- **Exercises**:
1. In the guide on linking stock to menu dishes, rewrite the paragraph beginning "So a dish isn't an island" as a short bulleted list that keeps its main facts.
2. According to the guide on linking stock to menu dishes, what happens after an order is placed?
3. Carry on the guide on linking stock to menu dishes from the point where it stops.

- **Article**:
----

How it all connects: from ingredients to a sold-out dish
The big picture
Six pieces work together. Once you understand the chain, everything else clicks:
- Stock — the raw ingredients you buy (tomatoes, tuna, oil, buns).
- Preparations — things you make from stock in batches (a sauce, a dough, a marinade).
- Recipe — what one dish uses: its ingredients and preparations, with quantities.
- Item (article) — a dish on your menu, shown to customers inside a menu group.
- Availability — computed from the recipe + current stock: low stock or sold-out, automatically.
- Food cost — also computed from the recipe.
The flow:
Stock ┐
├─→ Recipe ─→ Item ─→ shown to customers
Preps ┘ │
├─→ Availability (low / sold-out, automatic)
└─→ Food cost (margin per dish)
An order is placed ─→ the recipe is deducted from Stock ─→ Availability updates
So a dish isn't an island: it points at a recipe, the recipe points at stock and preparations, and that single link makes availability and food cost work on their own.

----

- **Dataset**:
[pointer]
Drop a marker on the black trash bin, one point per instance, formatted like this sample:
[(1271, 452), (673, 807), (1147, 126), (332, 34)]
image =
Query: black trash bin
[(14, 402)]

----

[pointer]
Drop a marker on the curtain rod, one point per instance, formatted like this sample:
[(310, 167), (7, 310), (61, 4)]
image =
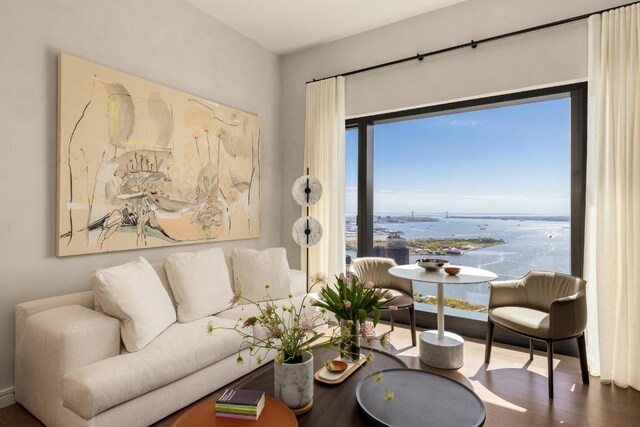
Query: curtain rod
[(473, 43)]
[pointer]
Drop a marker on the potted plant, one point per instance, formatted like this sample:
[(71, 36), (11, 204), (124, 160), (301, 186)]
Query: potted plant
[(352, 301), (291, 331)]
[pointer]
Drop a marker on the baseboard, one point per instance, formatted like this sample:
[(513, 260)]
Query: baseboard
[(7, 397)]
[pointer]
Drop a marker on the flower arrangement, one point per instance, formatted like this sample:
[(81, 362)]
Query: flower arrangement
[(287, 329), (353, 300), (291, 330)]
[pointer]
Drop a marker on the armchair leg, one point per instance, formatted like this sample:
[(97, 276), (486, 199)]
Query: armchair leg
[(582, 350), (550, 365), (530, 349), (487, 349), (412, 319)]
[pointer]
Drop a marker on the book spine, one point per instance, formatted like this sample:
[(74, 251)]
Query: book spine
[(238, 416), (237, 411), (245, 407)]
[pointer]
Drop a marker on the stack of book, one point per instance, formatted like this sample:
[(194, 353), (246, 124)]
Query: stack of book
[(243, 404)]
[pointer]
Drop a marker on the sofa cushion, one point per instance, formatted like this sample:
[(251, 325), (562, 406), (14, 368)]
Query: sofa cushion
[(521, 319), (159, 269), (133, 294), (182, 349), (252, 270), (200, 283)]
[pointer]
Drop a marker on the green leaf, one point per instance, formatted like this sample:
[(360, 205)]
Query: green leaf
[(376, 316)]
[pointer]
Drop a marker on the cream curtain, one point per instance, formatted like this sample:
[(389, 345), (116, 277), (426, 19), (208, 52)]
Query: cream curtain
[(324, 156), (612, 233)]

----

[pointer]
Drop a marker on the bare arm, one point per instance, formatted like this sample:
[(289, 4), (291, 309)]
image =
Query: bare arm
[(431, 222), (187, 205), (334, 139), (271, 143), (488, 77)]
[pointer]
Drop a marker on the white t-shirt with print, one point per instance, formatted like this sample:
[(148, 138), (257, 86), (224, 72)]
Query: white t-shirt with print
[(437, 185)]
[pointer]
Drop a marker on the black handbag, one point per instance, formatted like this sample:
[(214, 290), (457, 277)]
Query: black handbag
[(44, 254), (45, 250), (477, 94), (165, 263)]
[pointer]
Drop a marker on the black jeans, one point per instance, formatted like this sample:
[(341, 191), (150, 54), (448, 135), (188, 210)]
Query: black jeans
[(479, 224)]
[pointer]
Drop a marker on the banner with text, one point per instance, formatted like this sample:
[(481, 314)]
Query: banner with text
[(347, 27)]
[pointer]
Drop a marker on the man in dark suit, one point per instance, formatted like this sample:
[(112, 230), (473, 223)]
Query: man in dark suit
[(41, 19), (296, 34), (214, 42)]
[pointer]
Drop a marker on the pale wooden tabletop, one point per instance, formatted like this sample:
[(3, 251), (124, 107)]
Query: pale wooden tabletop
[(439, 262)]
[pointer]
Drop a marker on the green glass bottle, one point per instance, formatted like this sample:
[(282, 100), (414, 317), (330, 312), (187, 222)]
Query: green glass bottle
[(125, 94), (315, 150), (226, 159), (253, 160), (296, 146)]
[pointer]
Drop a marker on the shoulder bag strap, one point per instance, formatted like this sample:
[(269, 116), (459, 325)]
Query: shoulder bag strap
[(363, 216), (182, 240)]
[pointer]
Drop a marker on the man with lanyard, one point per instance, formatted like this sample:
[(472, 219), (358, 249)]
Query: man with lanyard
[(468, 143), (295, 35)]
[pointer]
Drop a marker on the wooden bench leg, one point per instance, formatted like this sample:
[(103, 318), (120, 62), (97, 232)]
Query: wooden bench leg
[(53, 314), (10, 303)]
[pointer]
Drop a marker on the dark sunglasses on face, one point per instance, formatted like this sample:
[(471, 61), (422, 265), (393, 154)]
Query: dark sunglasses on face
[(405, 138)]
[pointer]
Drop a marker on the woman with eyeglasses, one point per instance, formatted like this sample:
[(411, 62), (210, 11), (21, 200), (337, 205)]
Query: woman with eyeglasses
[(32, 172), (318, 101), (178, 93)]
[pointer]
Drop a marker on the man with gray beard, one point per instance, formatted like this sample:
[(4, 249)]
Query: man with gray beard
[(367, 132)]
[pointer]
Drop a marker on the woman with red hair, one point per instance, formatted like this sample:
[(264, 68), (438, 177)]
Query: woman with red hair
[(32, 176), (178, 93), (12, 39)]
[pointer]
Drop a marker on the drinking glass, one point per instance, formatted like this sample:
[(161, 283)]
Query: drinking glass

----

- **Per-task answers**:
1.
- A dish isn't an island.
- It points at a recipe.
- The recipe points at stock and preparations.
- That single link makes availability and food cost work on their own.

2. The recipe is deducted from stock, and availability updates.

3.
Set it up in this order
1. Add your ingredients to Stock
Enter the raw ingredients you buy, with their unit and current quantity. → Stock management
2. (Optional) Build your Preparations
If you make sauces, doughs or bases in batches, define them once and reuse them across dishes. Producing a batch credits stock; dishes that use it recover automatically. → Preparations
3. Create your items
Add each dish to your catalogue (name, price, photo, category). → Creating a menu item
4. Give each item a recipe
On the item's Recipe tab, link the ingredients and preparations one portion uses, with quantities. This is the link that powers everything downstream. A dish with no recipe is always available and has no computed cost. → Ingredients & portions
5. Put items in a menu group
Items only appear to customers once they're in a menu group. → Categories & items
6. Availability now works on its own
With recipes in place, dishes go low stock and sold out automatically as stock runs down, and come back when you restock. Tune it with rules, or override a single dish. → Availability
What you get once the chain is connected
- Automatic sold-out — no more manually switching dishes off when an ingredient runs out.
- Accurate food cost — margin per dish, rolled up from the recipe.
- Self-updating stock — every order deducts its recipe, so your numbers stay honest.
- One place to change things — update a preparation's recipe once and every dish follows.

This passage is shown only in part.